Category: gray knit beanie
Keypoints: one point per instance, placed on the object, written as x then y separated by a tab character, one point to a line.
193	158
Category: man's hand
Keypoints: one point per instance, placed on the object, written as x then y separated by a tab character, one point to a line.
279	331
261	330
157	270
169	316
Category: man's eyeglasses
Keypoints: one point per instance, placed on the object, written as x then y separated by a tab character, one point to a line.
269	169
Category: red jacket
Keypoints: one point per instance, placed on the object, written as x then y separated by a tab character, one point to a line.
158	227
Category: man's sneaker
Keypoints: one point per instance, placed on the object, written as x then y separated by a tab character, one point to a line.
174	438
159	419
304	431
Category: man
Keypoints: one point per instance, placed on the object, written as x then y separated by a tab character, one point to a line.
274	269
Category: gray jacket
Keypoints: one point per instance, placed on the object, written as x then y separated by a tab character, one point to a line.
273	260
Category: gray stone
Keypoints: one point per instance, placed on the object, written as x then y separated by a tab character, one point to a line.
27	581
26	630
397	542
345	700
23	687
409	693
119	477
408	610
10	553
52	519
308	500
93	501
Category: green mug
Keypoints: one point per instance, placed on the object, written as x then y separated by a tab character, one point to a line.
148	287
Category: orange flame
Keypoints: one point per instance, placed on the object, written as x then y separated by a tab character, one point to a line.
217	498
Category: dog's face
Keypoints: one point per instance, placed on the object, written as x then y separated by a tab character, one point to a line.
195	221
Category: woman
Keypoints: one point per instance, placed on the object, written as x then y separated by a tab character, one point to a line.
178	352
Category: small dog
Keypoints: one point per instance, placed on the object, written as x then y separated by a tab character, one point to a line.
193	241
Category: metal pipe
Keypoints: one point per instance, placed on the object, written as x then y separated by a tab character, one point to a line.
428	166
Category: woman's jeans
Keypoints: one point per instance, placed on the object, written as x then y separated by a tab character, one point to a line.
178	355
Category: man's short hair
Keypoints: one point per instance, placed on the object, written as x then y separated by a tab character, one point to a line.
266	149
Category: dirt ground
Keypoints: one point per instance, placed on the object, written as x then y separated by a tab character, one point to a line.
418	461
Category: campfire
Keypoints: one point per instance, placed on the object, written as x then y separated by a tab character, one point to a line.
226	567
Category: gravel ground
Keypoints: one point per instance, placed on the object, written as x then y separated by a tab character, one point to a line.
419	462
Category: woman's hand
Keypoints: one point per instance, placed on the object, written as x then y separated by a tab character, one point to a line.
::::
Copy all the records above exactly, missing none.

Category: gray knit beanie
Keypoints: one point per instance, placed on the object, written as x then y separated by a tab character, one point to a line.
193	158
Category: man's hand
Keypoints: one point per instance, placed on the object, written as x then y separated by a tab character, one point to a line.
279	331
261	330
157	270
169	316
Category: man's eyeglasses
Keypoints: one point per instance, placed on the object, written as x then y separated by a tab character, one point to a line.
269	169
Category: red jacket
Keypoints: one point per instance, placed on the object, written as x then y separated by a tab character, one point to a line.
158	227
Category: man's sneaker
Keypoints: one point per instance, placed on the object, written as x then y separated by a tab character, one point to a line.
174	438
159	419
304	431
Category: man
Keypoints: one point per instance, placed on the object, written as x then y separated by a tab character, one point to a line.
274	269
Category: gray jacket
Keypoints: one point per instance, placed on the object, written as x then y separated by a tab character, one point to a line.
273	260
Category: gray stone
Keypoints: one point per instance, placed on the object, written as x then y separated by a tab character, one point to a line.
27	581
26	630
397	542
345	700
23	687
409	693
119	477
408	610
10	553
52	519
308	500
93	501
Category: green mug
Keypoints: one point per instance, placed on the object, written as x then y separated by a tab character, one point to a line.
148	287
Category: orange flame
Keypoints: one point per instance, placed on the object, written as x then y separated by a tab character, one point to a line.
217	498
Category: dog's face
Keypoints: one point per instance, placed on the object, written as x then y separated by a tab character, one point to a line.
195	221
Category: woman
Keypoints: one point per instance, placed on the object, written as x then y separated by a tab character, one point to a line.
178	352
Category: small dog
Keypoints: one point per instance, placed on the object, written as x then y separated by a tab character, one point to a line.
193	241
Category: metal pipe
Keypoints: one point per instance, placed on the object, written as x then y separated by a tab character, one point to a line.
428	166
Category: woman's jeans
Keypoints: one point per instance, placed on the object, written as x then y separated by a tab character, one point to a line.
178	355
Category: man's short hair
Keypoints: one point per instance, placed on the object, written as x then y separated by a tab character, one point to a line.
266	149
Category: dirt ground
Keypoints: one point per instance, placed on the object, written as x then y separated by a tab character, one point to a line.
418	461
Category: campfire
Keypoints: one point per instance, placed on the object, written as x then y separated by a tab character, one point to a line.
226	567
Category: gravel ground
Keypoints: one point per instance, placed on the object, written as x then y separated by a tab character, one point to a line.
419	462
Category: woman's hand
Keypoints: one point per instance, placed on the object, written as x then y separated by a tab character, one point to a line.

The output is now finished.